Work request:
Copy the entries below exactly, but only from the line containing "panel in the photo above." through the final line.

Material for this exercise:
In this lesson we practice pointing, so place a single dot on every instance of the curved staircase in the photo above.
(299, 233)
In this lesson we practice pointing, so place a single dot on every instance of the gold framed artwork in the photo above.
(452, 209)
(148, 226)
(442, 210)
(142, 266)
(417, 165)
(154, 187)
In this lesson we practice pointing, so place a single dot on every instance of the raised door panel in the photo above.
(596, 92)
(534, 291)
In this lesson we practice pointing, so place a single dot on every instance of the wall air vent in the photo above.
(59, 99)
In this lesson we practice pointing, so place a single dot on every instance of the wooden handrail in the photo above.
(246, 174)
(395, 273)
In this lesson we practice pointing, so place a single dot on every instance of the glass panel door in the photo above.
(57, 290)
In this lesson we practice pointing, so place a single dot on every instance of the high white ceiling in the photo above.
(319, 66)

Answer area:
In this lesson we practice pointing, so place a single dot on every instance of the raised door panel in the photo above.
(596, 92)
(534, 291)
In this lesson we practice pointing, so place a single dot on every instance of the wall air vent in the photo above.
(59, 99)
In this lesson we practice pointing, so place a single dot on every instance of the wooden handrail in the photo above.
(246, 174)
(395, 273)
In this lesson we practice pointing, so place a single dot on every instance of the glass panel door in the photo above.
(57, 290)
In this lesson we practice pointing, so place a single dot on every instance of the high white ceiling in the photo above.
(319, 66)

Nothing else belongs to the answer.